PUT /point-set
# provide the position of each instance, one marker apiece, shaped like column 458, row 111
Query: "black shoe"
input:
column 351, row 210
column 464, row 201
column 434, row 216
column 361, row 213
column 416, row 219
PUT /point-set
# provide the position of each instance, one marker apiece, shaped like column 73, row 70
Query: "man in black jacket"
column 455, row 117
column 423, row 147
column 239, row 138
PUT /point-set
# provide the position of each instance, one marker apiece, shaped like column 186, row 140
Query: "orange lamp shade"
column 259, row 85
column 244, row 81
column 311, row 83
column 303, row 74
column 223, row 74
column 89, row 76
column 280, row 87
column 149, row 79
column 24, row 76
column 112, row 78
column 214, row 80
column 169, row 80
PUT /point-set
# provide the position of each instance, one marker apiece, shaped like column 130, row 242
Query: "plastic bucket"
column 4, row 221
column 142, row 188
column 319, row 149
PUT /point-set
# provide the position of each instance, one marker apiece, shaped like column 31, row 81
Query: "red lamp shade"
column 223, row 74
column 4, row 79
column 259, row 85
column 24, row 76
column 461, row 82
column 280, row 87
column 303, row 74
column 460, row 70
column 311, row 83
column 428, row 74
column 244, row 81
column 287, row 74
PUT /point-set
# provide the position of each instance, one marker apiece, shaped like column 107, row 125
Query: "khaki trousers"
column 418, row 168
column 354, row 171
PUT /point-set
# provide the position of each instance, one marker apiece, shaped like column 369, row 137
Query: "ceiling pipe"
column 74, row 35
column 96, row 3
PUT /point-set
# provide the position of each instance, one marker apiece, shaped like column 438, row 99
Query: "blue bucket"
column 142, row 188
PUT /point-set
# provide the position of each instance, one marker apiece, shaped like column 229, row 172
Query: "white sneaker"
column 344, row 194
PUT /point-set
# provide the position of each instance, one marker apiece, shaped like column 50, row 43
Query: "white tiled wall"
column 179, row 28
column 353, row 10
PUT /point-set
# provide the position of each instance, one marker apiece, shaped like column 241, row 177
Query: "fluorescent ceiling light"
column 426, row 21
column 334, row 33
◇ ◇ ◇ ◇ ◇ ◇ ◇
DESCRIPTION OF THE TASK.
Write out all of the records above exactly as they appear.

THE RESULT.
PUT /point-set
# provide the position of each instance, one marker apiece, shaped like column 458, row 111
Query: "black shoe"
input:
column 351, row 210
column 464, row 201
column 434, row 216
column 361, row 213
column 416, row 219
PUT /point-set
# provide the position of each instance, one marker apiece, shaped like column 73, row 70
Query: "man in black jacket"
column 455, row 117
column 423, row 147
column 239, row 138
PUT /point-set
# provide the position of each instance, one marker apiece, shaped like column 186, row 140
Query: "orange lamp shade"
column 259, row 85
column 244, row 81
column 311, row 83
column 303, row 74
column 223, row 74
column 89, row 76
column 280, row 87
column 149, row 79
column 24, row 76
column 112, row 78
column 214, row 80
column 169, row 80
PUT /point-set
# provide the position of each instance, one marker apiece, shaped like column 130, row 242
Query: "plastic bucket"
column 4, row 221
column 142, row 188
column 319, row 149
PUT /point-set
# provide the position of each instance, one marker apiece, shaped like column 31, row 81
Query: "red lamp shade"
column 223, row 74
column 4, row 79
column 259, row 85
column 24, row 76
column 461, row 82
column 280, row 87
column 303, row 74
column 460, row 70
column 311, row 83
column 428, row 74
column 244, row 81
column 287, row 74
PUT /point-set
# provide the position of each instance, one marker apiece, shaped like column 107, row 125
Query: "khaki trousers"
column 418, row 168
column 354, row 171
PUT /point-set
# provide the position of each instance, one marker apiece, shaped like column 369, row 137
Query: "ceiling pipe"
column 74, row 35
column 96, row 3
PUT /point-set
# provide the position of each instance, one marker apiece, shaped like column 438, row 99
Query: "blue bucket"
column 142, row 188
PUT /point-set
# provide the position of each instance, one marker apiece, shaped like column 229, row 172
Query: "white sneaker"
column 344, row 194
PUT /point-set
# provide the position of each instance, one marker apiece, shaped like column 50, row 43
Query: "white tiled wall"
column 179, row 28
column 353, row 10
PUT /point-set
# provide the position of each instance, one marker apiece, shaped like column 241, row 177
Query: "fluorescent ceiling light"
column 426, row 21
column 334, row 33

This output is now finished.